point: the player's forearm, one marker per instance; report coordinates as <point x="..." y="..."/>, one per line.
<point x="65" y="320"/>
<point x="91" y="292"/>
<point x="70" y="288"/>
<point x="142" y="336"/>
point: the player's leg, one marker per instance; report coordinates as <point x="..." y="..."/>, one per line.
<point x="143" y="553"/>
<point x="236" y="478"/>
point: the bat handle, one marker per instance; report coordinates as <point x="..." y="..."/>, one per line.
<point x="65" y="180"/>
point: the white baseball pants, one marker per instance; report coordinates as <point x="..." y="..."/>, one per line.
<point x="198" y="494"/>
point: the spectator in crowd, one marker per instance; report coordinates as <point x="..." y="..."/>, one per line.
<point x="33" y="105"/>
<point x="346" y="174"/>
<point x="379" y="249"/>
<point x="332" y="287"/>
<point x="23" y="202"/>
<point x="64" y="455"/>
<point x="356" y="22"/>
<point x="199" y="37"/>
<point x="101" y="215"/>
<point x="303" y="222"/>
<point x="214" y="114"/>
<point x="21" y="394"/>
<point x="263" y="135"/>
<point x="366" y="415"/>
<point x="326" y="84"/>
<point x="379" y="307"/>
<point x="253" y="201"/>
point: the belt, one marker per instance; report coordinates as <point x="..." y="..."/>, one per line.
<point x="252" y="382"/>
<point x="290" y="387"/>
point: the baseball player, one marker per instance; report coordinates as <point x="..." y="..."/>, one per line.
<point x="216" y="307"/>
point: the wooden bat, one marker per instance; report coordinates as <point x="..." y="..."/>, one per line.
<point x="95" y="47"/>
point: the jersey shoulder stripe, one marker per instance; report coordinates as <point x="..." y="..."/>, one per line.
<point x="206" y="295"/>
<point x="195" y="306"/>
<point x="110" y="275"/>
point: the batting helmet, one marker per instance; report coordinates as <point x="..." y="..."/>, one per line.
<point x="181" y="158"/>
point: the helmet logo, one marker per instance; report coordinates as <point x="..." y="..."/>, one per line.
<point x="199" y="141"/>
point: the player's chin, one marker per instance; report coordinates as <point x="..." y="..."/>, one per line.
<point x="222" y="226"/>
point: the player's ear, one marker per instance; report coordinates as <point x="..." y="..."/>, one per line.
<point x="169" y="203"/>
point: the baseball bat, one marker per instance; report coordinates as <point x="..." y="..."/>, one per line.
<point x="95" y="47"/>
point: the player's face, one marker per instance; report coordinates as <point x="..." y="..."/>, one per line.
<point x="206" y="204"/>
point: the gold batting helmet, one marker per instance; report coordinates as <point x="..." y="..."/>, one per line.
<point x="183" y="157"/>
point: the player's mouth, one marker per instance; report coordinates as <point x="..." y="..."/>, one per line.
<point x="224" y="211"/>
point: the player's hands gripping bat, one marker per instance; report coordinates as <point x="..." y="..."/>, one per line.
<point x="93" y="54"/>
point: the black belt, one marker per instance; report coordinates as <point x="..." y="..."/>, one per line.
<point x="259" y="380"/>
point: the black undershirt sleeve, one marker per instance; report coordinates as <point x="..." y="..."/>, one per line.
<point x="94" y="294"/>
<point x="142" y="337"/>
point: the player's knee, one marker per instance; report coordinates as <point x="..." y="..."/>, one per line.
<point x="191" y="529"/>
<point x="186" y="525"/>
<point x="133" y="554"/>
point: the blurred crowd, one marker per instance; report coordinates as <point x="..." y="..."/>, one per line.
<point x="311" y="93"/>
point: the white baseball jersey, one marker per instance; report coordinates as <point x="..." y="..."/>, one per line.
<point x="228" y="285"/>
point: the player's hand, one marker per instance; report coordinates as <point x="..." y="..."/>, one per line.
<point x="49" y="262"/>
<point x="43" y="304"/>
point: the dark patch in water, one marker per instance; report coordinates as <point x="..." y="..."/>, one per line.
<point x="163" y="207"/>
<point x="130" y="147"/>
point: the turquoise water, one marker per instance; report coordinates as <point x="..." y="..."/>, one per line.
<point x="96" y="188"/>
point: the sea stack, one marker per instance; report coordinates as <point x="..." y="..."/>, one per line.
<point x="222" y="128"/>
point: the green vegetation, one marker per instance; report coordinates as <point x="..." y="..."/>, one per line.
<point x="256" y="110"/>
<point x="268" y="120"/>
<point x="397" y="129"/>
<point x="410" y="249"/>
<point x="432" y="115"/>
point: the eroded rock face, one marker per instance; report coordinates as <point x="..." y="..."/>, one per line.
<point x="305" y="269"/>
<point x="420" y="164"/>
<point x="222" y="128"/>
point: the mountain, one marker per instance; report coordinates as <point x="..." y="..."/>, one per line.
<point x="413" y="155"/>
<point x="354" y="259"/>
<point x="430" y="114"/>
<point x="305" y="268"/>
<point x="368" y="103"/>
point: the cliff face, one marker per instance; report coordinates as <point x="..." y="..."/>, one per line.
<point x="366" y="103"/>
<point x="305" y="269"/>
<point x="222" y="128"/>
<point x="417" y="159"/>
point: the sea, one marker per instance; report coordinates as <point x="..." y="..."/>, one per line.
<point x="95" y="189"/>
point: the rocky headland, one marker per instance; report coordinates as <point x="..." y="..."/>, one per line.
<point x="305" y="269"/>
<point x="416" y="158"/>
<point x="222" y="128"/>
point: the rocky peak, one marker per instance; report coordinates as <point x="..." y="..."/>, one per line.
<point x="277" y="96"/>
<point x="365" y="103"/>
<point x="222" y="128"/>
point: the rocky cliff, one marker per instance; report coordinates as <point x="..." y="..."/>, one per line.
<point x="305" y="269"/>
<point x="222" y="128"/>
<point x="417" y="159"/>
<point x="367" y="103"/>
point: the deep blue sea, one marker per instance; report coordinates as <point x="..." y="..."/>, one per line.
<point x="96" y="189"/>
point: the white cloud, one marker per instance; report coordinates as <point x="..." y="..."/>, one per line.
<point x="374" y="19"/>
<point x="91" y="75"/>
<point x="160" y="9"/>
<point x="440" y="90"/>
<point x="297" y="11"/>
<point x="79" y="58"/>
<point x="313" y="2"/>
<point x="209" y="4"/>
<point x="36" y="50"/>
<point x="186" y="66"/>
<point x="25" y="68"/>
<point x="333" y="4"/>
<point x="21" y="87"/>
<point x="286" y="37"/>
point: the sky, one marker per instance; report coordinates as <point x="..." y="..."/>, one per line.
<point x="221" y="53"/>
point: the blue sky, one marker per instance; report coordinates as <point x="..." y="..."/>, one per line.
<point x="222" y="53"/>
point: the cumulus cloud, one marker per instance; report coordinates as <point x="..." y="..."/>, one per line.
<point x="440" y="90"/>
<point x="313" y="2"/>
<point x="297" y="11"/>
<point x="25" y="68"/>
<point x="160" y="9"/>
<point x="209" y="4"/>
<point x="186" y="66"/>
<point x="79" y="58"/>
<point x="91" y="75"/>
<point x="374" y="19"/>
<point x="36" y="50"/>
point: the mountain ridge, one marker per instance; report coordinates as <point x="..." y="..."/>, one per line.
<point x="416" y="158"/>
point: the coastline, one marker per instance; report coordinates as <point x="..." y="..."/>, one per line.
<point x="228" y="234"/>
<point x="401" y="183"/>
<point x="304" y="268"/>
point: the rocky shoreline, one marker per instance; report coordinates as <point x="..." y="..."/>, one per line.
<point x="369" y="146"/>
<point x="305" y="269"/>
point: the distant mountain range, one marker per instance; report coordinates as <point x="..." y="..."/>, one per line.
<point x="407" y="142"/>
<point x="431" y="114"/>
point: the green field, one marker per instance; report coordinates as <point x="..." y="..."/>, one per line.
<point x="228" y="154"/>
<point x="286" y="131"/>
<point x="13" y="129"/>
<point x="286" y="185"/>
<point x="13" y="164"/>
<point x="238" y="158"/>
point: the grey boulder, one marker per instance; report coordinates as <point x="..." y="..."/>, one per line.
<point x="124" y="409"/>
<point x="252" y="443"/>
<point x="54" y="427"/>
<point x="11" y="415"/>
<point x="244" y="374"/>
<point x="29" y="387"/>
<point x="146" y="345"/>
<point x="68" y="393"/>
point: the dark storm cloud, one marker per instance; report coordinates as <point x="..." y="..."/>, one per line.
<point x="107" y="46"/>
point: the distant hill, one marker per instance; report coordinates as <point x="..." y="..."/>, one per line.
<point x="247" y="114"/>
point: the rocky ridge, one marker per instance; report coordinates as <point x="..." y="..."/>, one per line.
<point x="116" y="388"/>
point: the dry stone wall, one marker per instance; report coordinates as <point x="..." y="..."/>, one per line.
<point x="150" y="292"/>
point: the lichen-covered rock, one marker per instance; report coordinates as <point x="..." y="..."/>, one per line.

• _Work instruction_
Could you set down exactly the lines above, from the one containing "point: the dry" through the last, including both and nothing else?

• _Answer box_
point: the dry stone wall, one marker per instance; report coordinates as <point x="..." y="..."/>, one per line.
<point x="150" y="292"/>
point: the lichen-covered rock, one marker per instance; report coordinates as <point x="..." y="..."/>, one per line.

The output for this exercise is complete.